Transcribe the records that follow exactly. Skip the pictures.

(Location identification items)
/---

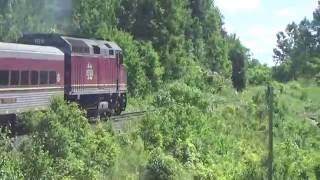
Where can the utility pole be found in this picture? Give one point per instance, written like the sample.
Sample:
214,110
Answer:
270,109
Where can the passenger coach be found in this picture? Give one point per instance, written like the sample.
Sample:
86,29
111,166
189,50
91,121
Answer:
87,71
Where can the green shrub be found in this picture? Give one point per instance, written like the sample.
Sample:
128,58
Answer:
162,167
64,145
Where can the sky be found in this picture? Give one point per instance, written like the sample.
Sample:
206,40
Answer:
256,22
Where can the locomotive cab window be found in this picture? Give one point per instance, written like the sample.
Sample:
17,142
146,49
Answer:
34,77
24,77
111,52
52,77
96,49
43,77
4,78
15,76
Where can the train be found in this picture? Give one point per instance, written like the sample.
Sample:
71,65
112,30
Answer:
38,67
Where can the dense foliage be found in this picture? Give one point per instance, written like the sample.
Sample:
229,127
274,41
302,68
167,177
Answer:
298,50
183,67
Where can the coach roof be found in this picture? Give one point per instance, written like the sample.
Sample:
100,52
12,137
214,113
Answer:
13,50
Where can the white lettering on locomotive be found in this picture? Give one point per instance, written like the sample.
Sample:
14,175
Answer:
89,72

\---

* _Solution_
Where can the utility pole be found in this picture? Give one point per instance, written like the sample.
Sample:
214,110
Answer:
270,109
Where can the passenger coach be found in this picture? Give one point per instance, written like the sample.
Sample:
86,29
111,166
189,50
91,121
Answer:
87,71
Where can the green shrub be found in this picture? Give one point per instance, written like the sample.
Sample:
128,58
Answer:
162,167
64,145
Where can the sky be found in this picture? Give one point per instance, written like the sample.
Sample:
206,40
Answer:
256,22
Where can the locomotive cab window be found in this picture? Give one point per instance, written like the sample.
Sample:
17,142
146,49
Answer:
34,77
24,77
111,52
52,77
96,49
43,77
4,78
15,76
Where can the train be found in this picture? Give one point per instance, written like the sample.
Sample:
71,65
112,30
Answer:
38,67
Where can the dense foliage be found in this picture? Give one point per instance, written like the sample.
Sample:
229,127
274,41
302,68
167,177
Answer:
298,50
183,67
Where can the coach roof be found in this picture? Give one point per instance, written like the sample.
Sample:
100,52
12,137
214,113
Answer:
13,50
Where can the white lettering on locomotive be found in this picture? Give one point per instance, written like the sample.
Sample:
14,175
Answer:
89,72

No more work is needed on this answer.